* [WORK TO COMPLETE]
Word for word, transcribe the material below from its first line to the line with "Task: indicate the stall", both included.

* [PROVIDED INFORMATION]
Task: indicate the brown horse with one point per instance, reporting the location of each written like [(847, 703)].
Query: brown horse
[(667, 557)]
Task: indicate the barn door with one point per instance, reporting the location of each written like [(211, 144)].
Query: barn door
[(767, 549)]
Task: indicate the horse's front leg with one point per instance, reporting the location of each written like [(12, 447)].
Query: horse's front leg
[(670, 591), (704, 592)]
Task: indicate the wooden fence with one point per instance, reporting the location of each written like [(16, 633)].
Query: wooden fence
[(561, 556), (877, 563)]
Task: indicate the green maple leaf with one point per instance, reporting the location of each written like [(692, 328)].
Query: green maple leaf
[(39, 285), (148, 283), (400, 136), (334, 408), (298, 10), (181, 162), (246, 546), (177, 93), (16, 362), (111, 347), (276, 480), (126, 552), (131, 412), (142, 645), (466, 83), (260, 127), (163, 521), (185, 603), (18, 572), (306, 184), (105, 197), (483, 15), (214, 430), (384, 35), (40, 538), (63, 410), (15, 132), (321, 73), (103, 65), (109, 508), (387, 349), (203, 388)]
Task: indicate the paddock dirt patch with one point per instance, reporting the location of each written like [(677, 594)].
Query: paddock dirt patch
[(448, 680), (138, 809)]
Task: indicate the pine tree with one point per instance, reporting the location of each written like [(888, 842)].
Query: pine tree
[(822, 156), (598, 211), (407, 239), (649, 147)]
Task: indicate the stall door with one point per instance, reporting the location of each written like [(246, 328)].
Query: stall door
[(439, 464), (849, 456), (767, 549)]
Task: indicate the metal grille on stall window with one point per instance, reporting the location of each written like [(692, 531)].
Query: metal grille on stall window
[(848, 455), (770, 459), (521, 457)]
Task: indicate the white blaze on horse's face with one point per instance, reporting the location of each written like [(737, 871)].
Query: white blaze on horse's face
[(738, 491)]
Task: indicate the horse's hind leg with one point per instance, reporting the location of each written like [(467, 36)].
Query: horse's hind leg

* [REPLY]
Task: indicate the brown horse with one point per instance, reporting the location of each written like [(847, 703)].
Query: brown horse
[(667, 557)]
Task: indicate the barn door with one point per instance, reporting the location of each written like [(211, 144)].
Query: barn door
[(767, 549)]
Task: indicate the horse's front leg with one point per instance, reporting the location of each written like [(12, 447)].
Query: horse's front leg
[(670, 591), (704, 592)]
Task: indicate the wooden fence with one point per instance, reporting the location of each written like [(16, 633)].
Query: wooden fence
[(561, 556), (877, 563)]
Task: indicate the green maple leaf with one point per instance, reporting the location of each written like [(692, 328)].
Query: green maple leaf
[(39, 285), (148, 283), (400, 136), (334, 408), (298, 10), (181, 162), (246, 546), (177, 93), (16, 362), (111, 347), (276, 480), (126, 552), (131, 412), (142, 645), (466, 83), (260, 127), (163, 521), (185, 603), (18, 572), (306, 184), (105, 197), (483, 15), (214, 430), (384, 35), (40, 538), (63, 410), (15, 132), (321, 73), (103, 65), (109, 508), (387, 349), (203, 388)]
Task: indicate the paddock dirt patch with one point per instance, reporting the location of each written like [(677, 594)].
Query: paddock dirt patch
[(448, 680), (138, 809)]
Task: indicate the pine tree with one point per instance, reporting the location of each written like [(888, 842)].
Query: pine tree
[(822, 156), (598, 211), (407, 239), (649, 147)]
Task: indicate the stall door with one point per instance, reporting the location of each written like [(246, 328)].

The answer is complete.